» TASK INPUTS:
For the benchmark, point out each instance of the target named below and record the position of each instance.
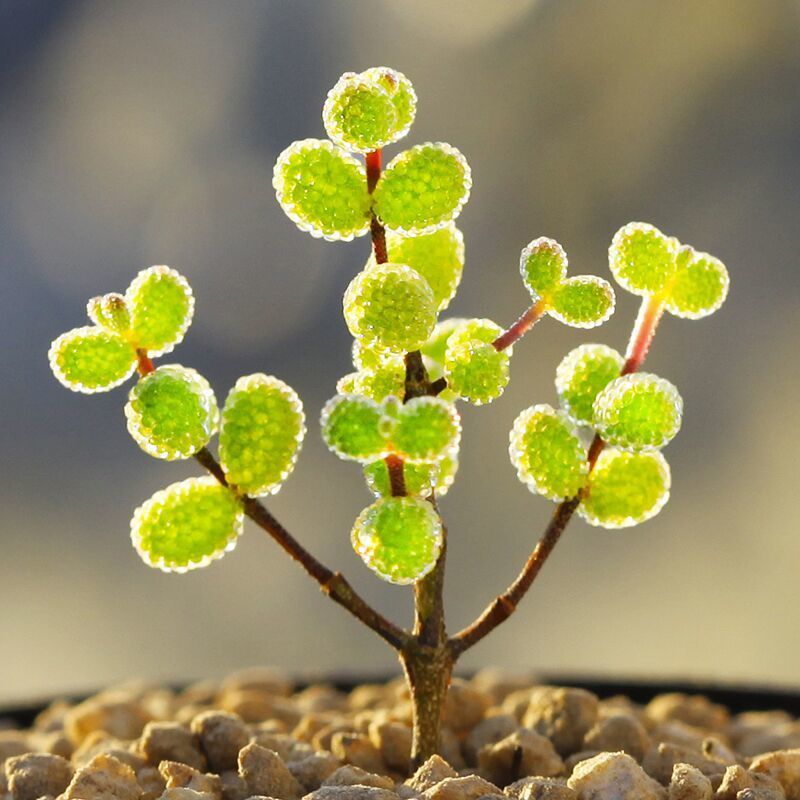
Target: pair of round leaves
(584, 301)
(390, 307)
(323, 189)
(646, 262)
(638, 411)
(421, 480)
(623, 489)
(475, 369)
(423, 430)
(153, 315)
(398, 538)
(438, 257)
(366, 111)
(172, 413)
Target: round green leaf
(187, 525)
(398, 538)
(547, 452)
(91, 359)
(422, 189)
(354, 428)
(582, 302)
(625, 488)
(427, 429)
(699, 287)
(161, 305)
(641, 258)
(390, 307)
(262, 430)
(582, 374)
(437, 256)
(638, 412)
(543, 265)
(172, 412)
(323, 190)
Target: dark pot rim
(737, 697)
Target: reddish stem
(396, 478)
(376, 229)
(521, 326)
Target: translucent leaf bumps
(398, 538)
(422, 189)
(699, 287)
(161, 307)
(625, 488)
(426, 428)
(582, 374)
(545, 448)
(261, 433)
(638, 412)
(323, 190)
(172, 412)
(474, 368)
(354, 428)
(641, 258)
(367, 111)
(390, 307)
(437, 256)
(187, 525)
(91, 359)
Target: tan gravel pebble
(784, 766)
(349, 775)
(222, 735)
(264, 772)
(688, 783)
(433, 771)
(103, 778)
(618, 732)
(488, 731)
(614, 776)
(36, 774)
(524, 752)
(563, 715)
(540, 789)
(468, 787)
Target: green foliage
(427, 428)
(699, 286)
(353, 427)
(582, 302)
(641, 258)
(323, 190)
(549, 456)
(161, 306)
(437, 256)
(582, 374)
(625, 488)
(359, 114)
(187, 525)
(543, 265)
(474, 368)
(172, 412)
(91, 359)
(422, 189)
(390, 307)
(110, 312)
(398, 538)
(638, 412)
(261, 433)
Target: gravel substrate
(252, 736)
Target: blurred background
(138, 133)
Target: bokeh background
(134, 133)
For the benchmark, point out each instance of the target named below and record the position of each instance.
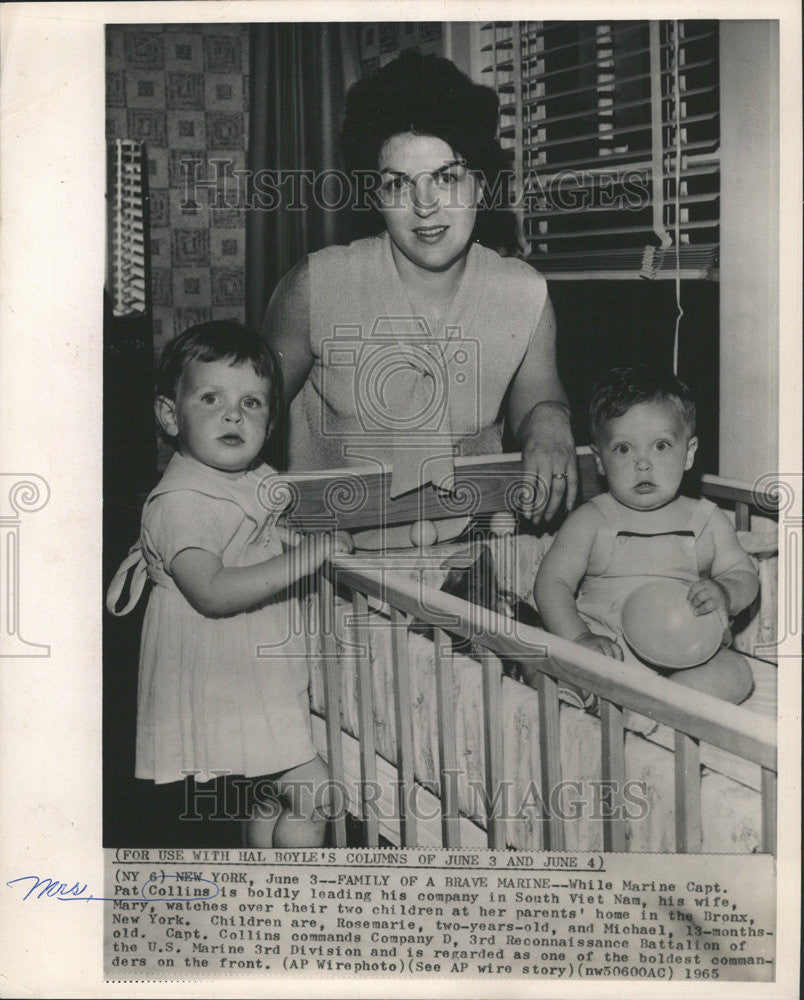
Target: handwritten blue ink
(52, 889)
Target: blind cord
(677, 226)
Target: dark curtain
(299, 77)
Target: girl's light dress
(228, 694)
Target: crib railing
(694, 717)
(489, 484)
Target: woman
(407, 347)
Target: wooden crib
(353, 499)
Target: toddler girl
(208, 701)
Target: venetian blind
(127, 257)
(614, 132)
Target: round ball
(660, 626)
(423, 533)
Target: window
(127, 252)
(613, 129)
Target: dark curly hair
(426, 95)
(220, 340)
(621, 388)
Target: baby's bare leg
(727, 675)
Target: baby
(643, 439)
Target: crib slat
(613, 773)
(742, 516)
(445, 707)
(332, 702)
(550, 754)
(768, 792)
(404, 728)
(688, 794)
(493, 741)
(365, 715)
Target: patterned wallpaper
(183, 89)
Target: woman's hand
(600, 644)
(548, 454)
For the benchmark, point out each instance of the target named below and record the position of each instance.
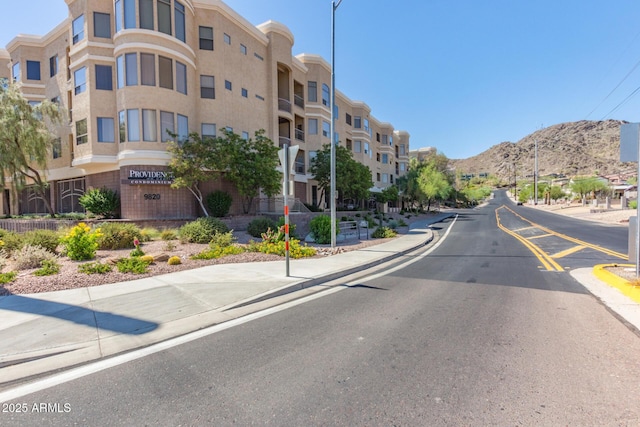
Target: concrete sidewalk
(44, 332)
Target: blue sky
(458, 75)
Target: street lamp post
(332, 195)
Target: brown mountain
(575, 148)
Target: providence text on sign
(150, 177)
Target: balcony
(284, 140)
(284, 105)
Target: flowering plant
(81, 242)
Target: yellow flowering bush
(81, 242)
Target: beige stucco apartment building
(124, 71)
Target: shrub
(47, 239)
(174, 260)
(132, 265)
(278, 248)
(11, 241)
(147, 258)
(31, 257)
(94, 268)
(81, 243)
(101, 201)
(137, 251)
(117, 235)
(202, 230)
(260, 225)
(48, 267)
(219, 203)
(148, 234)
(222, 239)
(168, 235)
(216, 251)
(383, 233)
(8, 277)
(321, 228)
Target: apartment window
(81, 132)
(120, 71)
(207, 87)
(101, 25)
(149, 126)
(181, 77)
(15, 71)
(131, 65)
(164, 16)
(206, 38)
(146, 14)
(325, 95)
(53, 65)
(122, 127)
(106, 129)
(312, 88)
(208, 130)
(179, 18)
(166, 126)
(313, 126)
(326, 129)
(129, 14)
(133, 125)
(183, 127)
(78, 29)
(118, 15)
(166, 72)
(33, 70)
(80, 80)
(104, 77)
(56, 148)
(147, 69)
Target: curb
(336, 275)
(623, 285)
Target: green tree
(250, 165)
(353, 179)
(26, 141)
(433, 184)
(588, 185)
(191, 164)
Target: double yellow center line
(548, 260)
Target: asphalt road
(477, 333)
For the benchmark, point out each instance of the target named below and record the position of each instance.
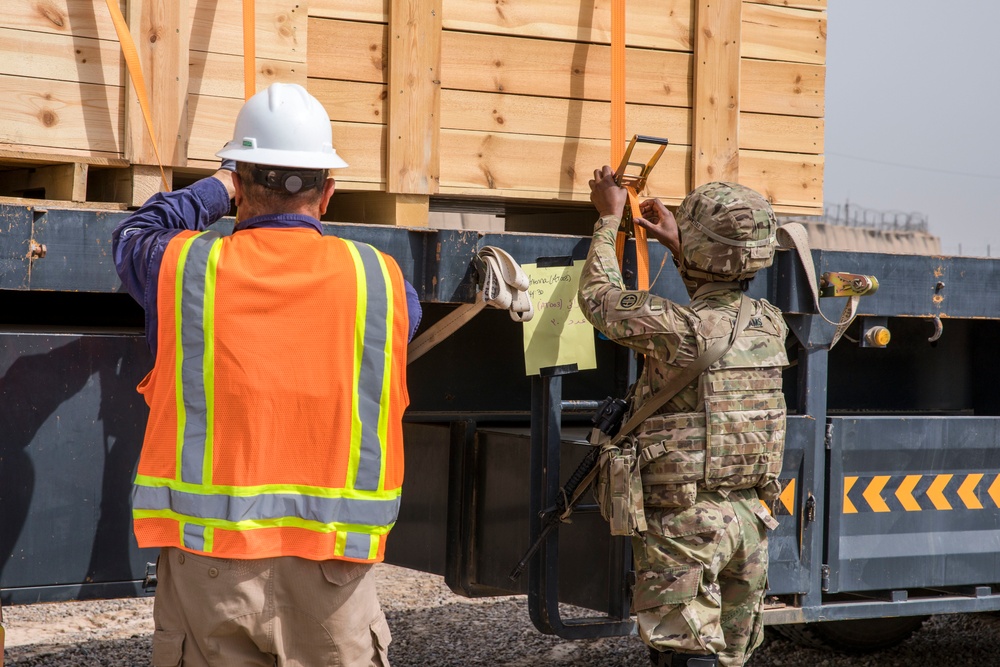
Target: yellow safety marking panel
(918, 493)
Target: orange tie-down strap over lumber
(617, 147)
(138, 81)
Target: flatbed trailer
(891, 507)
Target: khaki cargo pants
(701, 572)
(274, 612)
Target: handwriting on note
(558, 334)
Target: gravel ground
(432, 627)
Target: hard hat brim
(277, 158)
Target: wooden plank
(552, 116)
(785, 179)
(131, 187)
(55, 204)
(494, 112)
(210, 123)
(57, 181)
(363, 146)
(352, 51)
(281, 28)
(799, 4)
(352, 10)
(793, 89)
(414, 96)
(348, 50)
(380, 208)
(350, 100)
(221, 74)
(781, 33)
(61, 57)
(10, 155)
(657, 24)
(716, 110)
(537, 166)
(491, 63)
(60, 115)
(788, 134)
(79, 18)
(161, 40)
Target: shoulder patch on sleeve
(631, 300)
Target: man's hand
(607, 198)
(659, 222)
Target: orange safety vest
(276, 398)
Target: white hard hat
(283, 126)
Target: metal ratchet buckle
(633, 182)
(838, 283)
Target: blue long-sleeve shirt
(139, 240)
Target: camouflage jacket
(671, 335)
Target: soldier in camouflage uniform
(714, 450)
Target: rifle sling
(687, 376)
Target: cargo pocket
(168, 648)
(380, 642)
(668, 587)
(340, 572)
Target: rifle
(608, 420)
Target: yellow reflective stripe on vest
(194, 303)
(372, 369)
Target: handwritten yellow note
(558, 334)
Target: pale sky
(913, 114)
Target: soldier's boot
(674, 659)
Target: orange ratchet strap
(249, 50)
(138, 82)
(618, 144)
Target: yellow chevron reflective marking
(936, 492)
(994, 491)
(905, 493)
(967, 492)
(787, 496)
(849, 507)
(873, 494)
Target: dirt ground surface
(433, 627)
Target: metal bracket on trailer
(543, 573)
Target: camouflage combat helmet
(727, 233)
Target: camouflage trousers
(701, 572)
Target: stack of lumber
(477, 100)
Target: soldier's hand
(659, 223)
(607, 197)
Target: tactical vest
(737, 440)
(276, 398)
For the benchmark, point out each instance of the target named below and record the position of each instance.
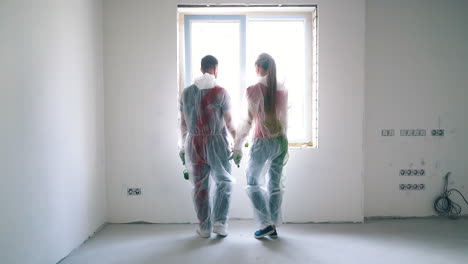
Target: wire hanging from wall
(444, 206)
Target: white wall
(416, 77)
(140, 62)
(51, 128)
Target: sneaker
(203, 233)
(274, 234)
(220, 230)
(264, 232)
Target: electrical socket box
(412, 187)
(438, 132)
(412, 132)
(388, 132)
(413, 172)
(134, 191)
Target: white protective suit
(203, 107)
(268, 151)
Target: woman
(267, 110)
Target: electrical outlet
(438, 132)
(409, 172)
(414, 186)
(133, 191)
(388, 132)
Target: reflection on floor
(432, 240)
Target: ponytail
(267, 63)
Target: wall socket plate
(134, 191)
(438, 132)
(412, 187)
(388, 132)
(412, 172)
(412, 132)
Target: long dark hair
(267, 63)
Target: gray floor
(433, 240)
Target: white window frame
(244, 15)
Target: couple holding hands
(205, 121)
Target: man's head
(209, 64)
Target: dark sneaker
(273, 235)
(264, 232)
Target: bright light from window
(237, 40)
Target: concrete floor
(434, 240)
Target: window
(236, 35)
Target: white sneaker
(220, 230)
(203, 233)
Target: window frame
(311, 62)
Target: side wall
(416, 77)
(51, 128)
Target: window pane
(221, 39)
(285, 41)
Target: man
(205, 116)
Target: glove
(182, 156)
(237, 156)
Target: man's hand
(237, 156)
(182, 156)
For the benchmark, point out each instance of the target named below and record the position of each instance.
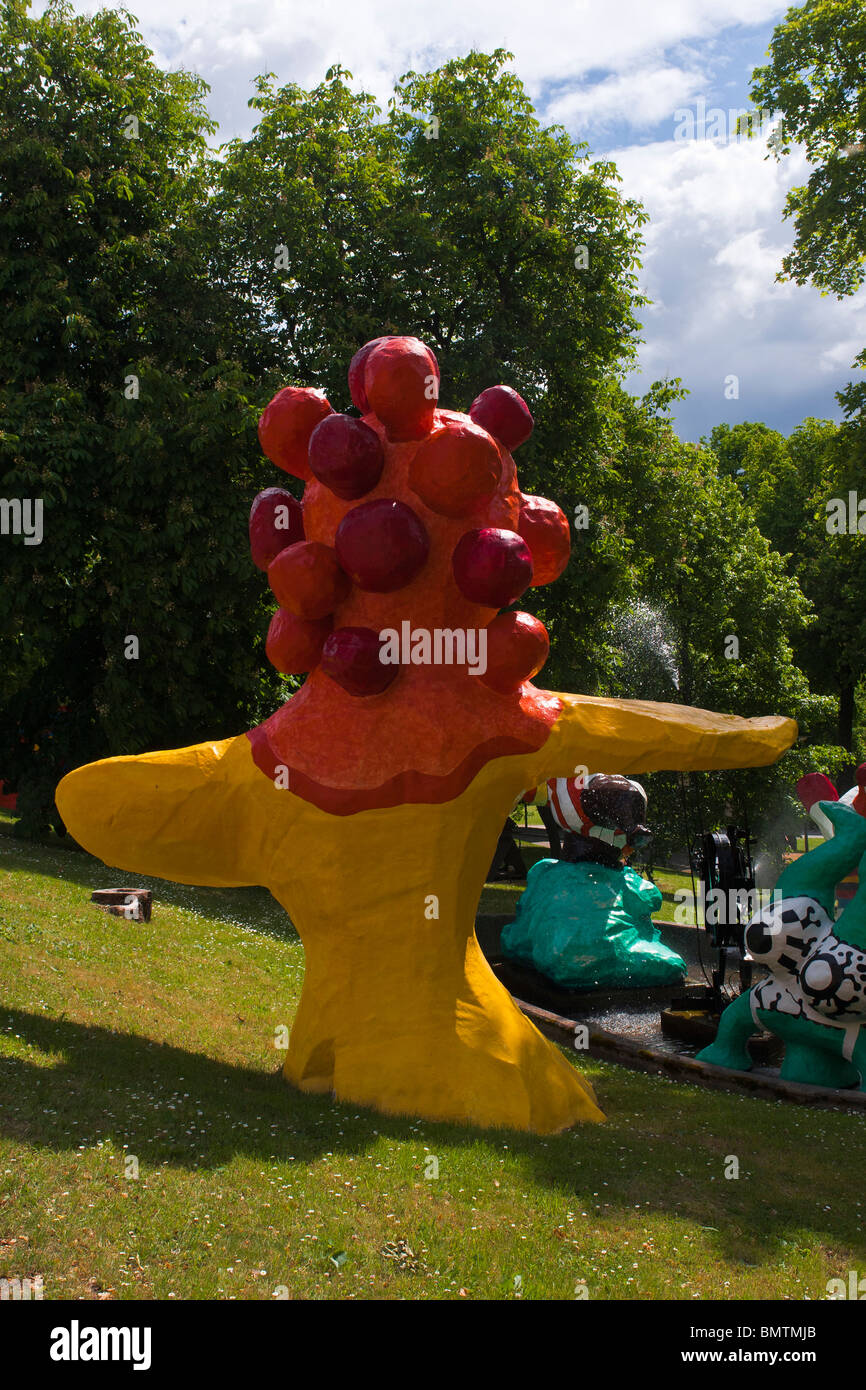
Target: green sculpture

» SET TASK:
Extract, verbatim and alone, the lines from the line that contains "Target: white hard hat" to the last line of the records, inclusive; drop any picture.

» RESULT FOR THIS TASK:
Target: white hard hat
(283, 126)
Target: metal ratchet buckle
(633, 182)
(838, 283)
Target: blue long-sleeve shirt
(139, 240)
Target: camouflage jacket
(671, 335)
Target: soldier in camouflage uniform
(714, 450)
Target: rifle sling
(687, 376)
Target: cargo pocket
(168, 648)
(380, 642)
(668, 587)
(340, 572)
Target: rifle
(608, 420)
Target: yellow reflective stripe on vest
(194, 303)
(372, 369)
Target: handwritten yellow note
(558, 334)
Target: pale sky
(913, 114)
Target: soldier's boot
(674, 659)
Target: orange ratchet strap
(249, 50)
(138, 82)
(618, 144)
Target: yellow chevron reflective marking
(936, 492)
(994, 491)
(905, 493)
(967, 492)
(787, 496)
(849, 507)
(873, 494)
Target: dirt ground surface
(433, 627)
Target: metal bracket on trailer
(543, 573)
Target: camouflage combat helmet
(727, 233)
Target: camouflage trousers
(701, 572)
Target: stack of lumber
(477, 100)
Target: soldier's hand
(659, 223)
(607, 197)
Target: tactical vest
(737, 440)
(276, 398)
For the benchmark, point out each instance of the target named below and record the position of each instance.
Target: wire hanging from wall
(444, 206)
Target: white wall
(416, 77)
(140, 62)
(51, 128)
Target: sneaker
(203, 233)
(274, 234)
(220, 230)
(264, 232)
Target: electrical socket box
(412, 187)
(438, 132)
(412, 132)
(388, 132)
(413, 172)
(134, 191)
Target: white protective suit
(203, 107)
(268, 151)
Target: woman
(267, 110)
Target: electrical outlet
(438, 132)
(409, 172)
(414, 186)
(133, 191)
(388, 132)
Target: reflection on floor
(432, 240)
Target: ponytail
(267, 63)
Target: wall socket plate
(134, 191)
(438, 132)
(412, 187)
(388, 132)
(412, 172)
(412, 132)
Target: long dark hair
(267, 63)
Target: gray floor
(433, 240)
Target: white window frame
(244, 15)
Target: couple holding hands
(205, 121)
Target: man's head
(209, 64)
Target: dark sneaker
(273, 235)
(264, 232)
Target: bright light from window
(237, 40)
Target: concrete floor
(434, 240)
Target: window
(236, 35)
Target: white sneaker
(220, 230)
(203, 233)
Target: window frame
(311, 62)
Target: side wall
(416, 77)
(51, 128)
Target: window pane
(221, 39)
(285, 41)
Target: man
(205, 116)
Target: glove
(182, 156)
(237, 156)
Target: man's hand
(237, 156)
(182, 156)
For the benchmark, point out each instance of the target named below and record the position of each instance.
Target: green sculpture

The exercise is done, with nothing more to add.